§ RECORDS SUPPLIED:
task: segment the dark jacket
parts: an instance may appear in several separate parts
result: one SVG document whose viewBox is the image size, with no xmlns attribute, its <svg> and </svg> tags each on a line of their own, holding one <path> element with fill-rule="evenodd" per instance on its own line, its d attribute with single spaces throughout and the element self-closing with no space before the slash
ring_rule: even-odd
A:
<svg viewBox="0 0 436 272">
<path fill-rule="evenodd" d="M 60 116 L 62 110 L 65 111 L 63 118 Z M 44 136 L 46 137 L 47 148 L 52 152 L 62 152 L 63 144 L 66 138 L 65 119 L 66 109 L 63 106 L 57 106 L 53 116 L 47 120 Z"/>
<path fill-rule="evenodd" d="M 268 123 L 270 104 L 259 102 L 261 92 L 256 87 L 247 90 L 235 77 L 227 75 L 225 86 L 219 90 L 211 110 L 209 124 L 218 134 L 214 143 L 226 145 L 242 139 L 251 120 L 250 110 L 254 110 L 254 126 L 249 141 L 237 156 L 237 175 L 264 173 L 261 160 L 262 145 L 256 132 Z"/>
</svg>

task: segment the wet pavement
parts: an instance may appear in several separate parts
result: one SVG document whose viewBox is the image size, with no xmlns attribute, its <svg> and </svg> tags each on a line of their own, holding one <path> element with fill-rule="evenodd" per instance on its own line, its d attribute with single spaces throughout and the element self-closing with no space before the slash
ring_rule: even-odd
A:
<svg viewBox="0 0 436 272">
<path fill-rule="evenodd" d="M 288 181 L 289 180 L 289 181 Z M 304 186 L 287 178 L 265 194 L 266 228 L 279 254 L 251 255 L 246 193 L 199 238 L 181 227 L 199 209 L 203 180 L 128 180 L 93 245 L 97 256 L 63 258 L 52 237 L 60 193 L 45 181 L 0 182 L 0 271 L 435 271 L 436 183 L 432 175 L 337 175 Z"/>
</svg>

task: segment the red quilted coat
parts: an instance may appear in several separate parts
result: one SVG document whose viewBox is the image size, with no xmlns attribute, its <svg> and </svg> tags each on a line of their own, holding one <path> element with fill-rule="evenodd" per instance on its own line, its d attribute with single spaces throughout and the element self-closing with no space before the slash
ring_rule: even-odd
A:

§ PROMPT: Can you copy every line of the items above, character for character and in the same order?

§ FINISHED EXERCISE:
task: segment the dark jacket
parts: an instance may appear in several separate parts
result: one SVG document whose viewBox is the image size, with no xmlns attribute, its <svg> and </svg> tags each on a line of their own, holding one <path> element with fill-rule="evenodd" per instance on its own line, its d attribute with single spaces throughout and the element self-closing with no space before the slash
ring_rule: even-odd
A:
<svg viewBox="0 0 436 272">
<path fill-rule="evenodd" d="M 60 116 L 62 110 L 65 111 L 63 118 Z M 44 136 L 46 137 L 47 148 L 52 152 L 62 152 L 63 144 L 66 138 L 65 119 L 66 109 L 63 106 L 57 106 L 53 116 L 47 120 Z"/>
<path fill-rule="evenodd" d="M 268 123 L 270 104 L 259 102 L 261 92 L 256 87 L 247 90 L 235 77 L 227 75 L 225 86 L 219 90 L 211 110 L 209 124 L 218 134 L 214 143 L 226 145 L 242 139 L 251 120 L 250 110 L 254 110 L 254 126 L 249 141 L 237 156 L 237 175 L 264 173 L 261 160 L 262 145 L 256 132 Z"/>
</svg>

task: segment the wet pavement
parts: an instance may appear in several separate parts
result: one SVG document whose viewBox is the image size, with no xmlns attribute, its <svg> and </svg> tags each on a line of their own, holding one <path> element with fill-rule="evenodd" per instance on its own line, its d attribute with single spaces throughout and the element self-closing with no space before the slash
ring_rule: even-odd
A:
<svg viewBox="0 0 436 272">
<path fill-rule="evenodd" d="M 288 181 L 289 180 L 289 181 Z M 304 186 L 287 178 L 265 194 L 266 228 L 279 254 L 251 255 L 246 193 L 199 238 L 181 227 L 199 209 L 203 180 L 128 180 L 93 245 L 97 256 L 63 258 L 52 237 L 60 193 L 45 181 L 0 182 L 0 271 L 435 271 L 436 183 L 432 175 L 337 175 Z"/>
</svg>

task: segment the red quilted coat
parts: an instance may appear in several separate parts
result: one SVG document whose viewBox is the image size, with no xmlns attribute, its <svg> and </svg> tags each on a line of their own, holding one <path> element with fill-rule="evenodd" per instance on its own line, its d attribute with single spaces throughout and the element self-closing with no space before the slash
ring_rule: even-odd
A:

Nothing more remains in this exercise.